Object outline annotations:
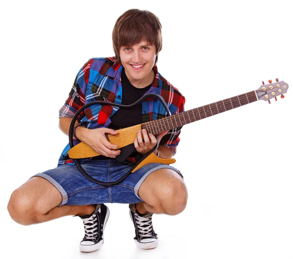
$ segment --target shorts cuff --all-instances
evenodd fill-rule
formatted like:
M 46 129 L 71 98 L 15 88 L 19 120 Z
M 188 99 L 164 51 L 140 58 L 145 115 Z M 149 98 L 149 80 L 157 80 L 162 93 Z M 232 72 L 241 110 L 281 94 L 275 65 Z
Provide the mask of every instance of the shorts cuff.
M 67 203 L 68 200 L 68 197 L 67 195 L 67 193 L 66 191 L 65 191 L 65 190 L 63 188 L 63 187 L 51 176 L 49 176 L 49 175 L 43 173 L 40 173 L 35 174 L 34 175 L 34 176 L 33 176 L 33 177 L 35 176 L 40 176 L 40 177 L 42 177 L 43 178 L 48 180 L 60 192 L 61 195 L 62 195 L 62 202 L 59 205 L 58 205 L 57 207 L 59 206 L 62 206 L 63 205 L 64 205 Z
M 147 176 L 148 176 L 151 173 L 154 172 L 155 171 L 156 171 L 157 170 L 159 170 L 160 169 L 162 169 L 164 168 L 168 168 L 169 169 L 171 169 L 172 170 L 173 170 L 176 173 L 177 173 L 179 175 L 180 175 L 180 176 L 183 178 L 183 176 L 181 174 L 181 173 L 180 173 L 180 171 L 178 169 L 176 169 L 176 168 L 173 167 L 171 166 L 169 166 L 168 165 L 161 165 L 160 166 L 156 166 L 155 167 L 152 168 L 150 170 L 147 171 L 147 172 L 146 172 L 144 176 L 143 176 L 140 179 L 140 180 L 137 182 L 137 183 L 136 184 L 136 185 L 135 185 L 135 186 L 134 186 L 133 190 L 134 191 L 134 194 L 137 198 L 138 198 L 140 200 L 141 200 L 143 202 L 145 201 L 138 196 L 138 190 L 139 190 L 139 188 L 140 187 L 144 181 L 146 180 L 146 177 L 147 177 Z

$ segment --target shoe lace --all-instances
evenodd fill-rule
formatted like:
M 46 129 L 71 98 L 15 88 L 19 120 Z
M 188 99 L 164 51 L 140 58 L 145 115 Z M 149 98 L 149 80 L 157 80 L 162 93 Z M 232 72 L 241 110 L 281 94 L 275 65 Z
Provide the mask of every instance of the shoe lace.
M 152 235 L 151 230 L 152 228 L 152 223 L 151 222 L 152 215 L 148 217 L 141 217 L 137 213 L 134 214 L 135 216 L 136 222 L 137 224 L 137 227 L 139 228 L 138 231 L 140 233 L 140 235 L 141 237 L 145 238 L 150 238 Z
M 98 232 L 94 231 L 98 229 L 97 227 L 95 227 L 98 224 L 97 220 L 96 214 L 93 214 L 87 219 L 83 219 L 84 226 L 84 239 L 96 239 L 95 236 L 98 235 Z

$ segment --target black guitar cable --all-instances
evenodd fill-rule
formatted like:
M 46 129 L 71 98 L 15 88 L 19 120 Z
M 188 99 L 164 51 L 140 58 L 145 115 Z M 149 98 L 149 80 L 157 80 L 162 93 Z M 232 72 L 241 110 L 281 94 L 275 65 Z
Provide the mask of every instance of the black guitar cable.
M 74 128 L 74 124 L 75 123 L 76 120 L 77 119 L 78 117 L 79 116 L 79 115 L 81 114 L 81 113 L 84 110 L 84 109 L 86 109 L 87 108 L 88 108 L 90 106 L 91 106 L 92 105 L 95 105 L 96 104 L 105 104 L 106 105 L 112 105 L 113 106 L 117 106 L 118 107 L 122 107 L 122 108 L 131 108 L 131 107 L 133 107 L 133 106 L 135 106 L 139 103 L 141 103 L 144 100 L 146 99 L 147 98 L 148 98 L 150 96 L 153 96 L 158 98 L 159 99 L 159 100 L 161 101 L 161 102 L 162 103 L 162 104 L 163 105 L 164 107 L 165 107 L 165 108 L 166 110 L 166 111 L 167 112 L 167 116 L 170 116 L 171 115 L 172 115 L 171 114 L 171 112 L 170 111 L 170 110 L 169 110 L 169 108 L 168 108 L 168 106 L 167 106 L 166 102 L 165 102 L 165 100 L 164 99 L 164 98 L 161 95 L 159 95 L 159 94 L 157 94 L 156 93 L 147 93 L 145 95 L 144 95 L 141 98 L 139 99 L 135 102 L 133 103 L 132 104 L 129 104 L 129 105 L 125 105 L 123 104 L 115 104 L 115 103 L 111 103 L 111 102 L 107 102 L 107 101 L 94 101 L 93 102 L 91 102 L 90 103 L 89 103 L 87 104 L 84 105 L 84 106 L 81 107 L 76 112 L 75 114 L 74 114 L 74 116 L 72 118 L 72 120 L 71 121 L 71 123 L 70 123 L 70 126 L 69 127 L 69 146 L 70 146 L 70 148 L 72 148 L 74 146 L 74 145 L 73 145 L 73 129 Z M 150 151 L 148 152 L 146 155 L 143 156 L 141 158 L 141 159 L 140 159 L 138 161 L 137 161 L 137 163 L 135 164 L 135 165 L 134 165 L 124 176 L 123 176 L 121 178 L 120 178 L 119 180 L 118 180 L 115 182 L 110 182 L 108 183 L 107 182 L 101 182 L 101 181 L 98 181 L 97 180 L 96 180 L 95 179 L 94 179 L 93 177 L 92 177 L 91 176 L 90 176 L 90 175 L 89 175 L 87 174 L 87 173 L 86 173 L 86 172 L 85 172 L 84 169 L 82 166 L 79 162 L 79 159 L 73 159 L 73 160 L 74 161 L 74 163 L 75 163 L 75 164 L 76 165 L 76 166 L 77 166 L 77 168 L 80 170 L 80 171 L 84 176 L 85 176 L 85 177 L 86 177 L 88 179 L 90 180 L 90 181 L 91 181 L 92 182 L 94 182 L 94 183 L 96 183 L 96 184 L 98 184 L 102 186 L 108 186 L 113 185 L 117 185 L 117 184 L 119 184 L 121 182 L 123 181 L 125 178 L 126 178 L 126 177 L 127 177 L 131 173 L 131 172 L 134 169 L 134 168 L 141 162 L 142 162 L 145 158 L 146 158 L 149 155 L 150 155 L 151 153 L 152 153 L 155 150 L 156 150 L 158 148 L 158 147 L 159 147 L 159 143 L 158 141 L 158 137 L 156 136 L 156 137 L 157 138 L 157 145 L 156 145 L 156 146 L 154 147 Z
==
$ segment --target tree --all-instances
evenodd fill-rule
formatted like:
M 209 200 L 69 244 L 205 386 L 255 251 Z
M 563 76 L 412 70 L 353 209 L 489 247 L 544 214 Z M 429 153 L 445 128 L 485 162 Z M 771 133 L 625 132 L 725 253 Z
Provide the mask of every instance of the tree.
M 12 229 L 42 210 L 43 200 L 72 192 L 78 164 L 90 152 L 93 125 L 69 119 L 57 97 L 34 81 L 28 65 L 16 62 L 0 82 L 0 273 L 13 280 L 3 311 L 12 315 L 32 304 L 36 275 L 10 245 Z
...
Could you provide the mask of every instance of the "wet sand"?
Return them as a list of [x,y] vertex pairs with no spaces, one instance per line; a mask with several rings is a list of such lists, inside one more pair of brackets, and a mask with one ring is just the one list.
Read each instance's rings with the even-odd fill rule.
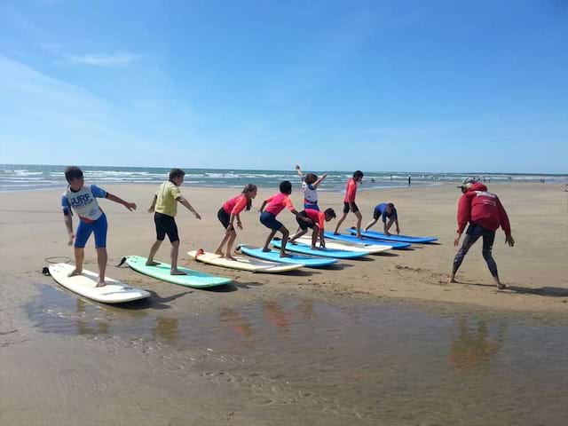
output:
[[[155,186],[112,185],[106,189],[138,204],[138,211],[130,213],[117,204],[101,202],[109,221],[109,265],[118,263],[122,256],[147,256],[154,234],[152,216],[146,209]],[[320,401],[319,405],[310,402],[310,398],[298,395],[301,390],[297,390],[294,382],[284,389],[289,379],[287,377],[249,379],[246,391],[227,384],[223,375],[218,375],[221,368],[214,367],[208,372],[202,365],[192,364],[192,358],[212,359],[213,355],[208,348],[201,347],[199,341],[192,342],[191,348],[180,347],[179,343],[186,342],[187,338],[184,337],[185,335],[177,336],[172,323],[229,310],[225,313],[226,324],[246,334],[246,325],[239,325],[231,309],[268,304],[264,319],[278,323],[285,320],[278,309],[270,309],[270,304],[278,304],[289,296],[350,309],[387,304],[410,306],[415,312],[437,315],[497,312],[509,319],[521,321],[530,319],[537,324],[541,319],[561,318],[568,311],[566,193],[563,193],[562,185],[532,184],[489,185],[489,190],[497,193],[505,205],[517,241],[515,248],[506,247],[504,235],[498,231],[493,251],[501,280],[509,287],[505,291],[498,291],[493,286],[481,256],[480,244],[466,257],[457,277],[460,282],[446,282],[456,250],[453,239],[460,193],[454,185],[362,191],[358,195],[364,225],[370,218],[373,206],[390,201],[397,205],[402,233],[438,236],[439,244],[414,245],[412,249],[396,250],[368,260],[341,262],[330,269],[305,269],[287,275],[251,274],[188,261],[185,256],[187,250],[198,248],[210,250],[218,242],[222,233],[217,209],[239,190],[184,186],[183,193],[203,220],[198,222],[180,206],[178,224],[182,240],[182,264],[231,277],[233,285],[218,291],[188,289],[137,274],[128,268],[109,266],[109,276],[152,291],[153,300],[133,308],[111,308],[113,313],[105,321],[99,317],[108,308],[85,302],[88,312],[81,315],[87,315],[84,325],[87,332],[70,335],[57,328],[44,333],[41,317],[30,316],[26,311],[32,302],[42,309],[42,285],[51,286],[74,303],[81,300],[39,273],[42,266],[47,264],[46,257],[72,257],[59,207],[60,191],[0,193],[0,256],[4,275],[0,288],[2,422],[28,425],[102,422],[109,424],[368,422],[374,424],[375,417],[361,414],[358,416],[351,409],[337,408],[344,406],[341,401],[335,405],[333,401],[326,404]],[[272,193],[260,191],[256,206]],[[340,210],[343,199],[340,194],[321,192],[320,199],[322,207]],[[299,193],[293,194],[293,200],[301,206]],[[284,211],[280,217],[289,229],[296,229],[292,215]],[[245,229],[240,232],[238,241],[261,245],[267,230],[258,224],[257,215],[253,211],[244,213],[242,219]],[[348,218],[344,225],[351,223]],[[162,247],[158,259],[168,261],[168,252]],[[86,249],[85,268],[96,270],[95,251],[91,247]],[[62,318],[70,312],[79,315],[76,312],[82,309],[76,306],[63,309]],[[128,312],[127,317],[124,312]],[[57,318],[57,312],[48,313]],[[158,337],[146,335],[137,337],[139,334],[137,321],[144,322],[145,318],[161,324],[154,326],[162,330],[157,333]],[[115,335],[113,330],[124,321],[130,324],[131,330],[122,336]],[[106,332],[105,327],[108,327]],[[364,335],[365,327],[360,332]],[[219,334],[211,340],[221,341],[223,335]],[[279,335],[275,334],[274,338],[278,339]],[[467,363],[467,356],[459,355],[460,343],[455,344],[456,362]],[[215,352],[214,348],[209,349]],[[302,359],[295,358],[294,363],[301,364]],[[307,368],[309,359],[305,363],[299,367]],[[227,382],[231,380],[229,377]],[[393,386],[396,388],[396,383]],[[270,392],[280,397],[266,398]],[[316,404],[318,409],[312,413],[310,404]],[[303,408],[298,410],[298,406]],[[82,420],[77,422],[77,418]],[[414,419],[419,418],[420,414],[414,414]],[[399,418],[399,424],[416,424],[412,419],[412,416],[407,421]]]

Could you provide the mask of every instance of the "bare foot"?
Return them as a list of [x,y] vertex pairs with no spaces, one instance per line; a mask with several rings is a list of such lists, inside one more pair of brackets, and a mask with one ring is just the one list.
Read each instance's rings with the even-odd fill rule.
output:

EXERCISE TASK: Copy out the lines word for word, starting with the line containing "guitar cable --all-instances" and ending with the line containing "Provide the mask of every instance of the black", both included.

TASK SOLUTION:
$ segment --target black guitar cable --all-instances
evenodd fill-rule
formatted like:
M 46 129 L 71 98 L 15 88 L 19 120 Z
M 188 99 L 164 51 L 140 58 L 145 115 Z M 149 98 L 149 80 L 157 80 L 162 93 Z M 232 72 L 241 110 L 281 94 L 275 65 Z
Provide the mask of every instance of the black guitar cable.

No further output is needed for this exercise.